◆ **Instructions for the task**:
Reproduce verbatim the span of the entries below that opens with their first line and closes with the line containing "box: [296, 131, 617, 548]", including both end lines.

[Entries from a data source]

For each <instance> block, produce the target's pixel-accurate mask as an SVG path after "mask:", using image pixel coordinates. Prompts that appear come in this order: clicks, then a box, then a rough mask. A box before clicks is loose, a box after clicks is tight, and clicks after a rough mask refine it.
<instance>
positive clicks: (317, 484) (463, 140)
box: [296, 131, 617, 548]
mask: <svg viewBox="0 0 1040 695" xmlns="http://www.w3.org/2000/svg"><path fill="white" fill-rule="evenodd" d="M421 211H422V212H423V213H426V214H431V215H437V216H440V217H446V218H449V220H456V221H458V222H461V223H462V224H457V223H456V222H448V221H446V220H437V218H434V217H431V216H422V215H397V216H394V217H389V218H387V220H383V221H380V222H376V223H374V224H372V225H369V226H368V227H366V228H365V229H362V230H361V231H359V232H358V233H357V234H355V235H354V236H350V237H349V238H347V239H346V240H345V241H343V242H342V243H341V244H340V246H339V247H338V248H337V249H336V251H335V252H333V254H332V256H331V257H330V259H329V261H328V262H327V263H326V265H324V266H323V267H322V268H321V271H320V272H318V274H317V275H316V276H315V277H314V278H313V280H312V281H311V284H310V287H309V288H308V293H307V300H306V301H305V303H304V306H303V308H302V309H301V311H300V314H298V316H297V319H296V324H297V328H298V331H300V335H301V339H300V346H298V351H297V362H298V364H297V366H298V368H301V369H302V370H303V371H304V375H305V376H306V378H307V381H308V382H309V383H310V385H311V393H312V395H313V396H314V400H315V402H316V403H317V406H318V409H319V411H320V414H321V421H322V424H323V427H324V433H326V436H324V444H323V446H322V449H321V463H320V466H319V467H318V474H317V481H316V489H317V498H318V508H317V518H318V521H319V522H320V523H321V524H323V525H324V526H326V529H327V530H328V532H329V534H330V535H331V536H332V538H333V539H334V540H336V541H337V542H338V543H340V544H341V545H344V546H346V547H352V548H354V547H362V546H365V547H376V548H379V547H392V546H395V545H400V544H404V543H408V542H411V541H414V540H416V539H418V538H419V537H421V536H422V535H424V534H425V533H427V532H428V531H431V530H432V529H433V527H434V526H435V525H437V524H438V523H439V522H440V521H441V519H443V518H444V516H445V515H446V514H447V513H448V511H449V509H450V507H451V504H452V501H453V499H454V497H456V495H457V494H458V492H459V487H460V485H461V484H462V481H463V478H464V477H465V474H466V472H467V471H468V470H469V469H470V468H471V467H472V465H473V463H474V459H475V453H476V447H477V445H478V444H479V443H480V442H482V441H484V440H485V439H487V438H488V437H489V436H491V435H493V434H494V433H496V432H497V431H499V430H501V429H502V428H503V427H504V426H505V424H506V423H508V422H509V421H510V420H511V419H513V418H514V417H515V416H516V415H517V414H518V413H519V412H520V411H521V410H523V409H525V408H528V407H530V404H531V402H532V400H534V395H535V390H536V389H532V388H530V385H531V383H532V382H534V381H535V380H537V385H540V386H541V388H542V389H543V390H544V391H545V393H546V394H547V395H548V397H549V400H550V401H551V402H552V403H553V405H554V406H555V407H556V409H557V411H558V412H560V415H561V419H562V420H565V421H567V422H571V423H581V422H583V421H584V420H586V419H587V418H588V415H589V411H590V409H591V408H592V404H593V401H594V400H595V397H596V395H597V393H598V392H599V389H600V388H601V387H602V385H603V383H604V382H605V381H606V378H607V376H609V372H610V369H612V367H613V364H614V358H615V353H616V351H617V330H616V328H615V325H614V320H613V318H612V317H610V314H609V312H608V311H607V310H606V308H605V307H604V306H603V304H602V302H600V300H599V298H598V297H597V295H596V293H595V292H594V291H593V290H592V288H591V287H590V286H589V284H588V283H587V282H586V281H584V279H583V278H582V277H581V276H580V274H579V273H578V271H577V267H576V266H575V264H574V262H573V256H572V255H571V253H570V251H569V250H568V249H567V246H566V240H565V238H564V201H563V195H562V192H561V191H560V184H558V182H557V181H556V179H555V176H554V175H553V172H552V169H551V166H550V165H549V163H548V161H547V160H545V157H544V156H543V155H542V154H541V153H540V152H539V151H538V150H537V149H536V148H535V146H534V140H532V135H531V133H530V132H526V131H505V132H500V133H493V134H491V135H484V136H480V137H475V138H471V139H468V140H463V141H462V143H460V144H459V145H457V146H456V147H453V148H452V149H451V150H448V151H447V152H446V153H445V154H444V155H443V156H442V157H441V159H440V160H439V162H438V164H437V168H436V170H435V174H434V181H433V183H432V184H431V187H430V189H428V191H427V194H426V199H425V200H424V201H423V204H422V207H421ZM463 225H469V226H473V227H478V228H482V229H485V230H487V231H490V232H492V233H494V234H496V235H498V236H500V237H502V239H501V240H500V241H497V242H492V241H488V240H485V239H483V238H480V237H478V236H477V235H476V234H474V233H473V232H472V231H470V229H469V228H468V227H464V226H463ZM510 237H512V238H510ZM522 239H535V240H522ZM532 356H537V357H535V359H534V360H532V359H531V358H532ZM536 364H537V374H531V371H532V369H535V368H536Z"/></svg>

◆ **Solution below**:
For each <instance> block, produce the target's pixel-accurate mask as an SVG path after "mask:", using image pixel coordinates. Prompts that appear come in this order: clicks, then a box, then a rough mask. A box before clicks is loose, a box after clicks is tight, and clicks after a rough mask refine it.
<instance>
positive clicks: (317, 484) (463, 140)
box: [296, 131, 617, 548]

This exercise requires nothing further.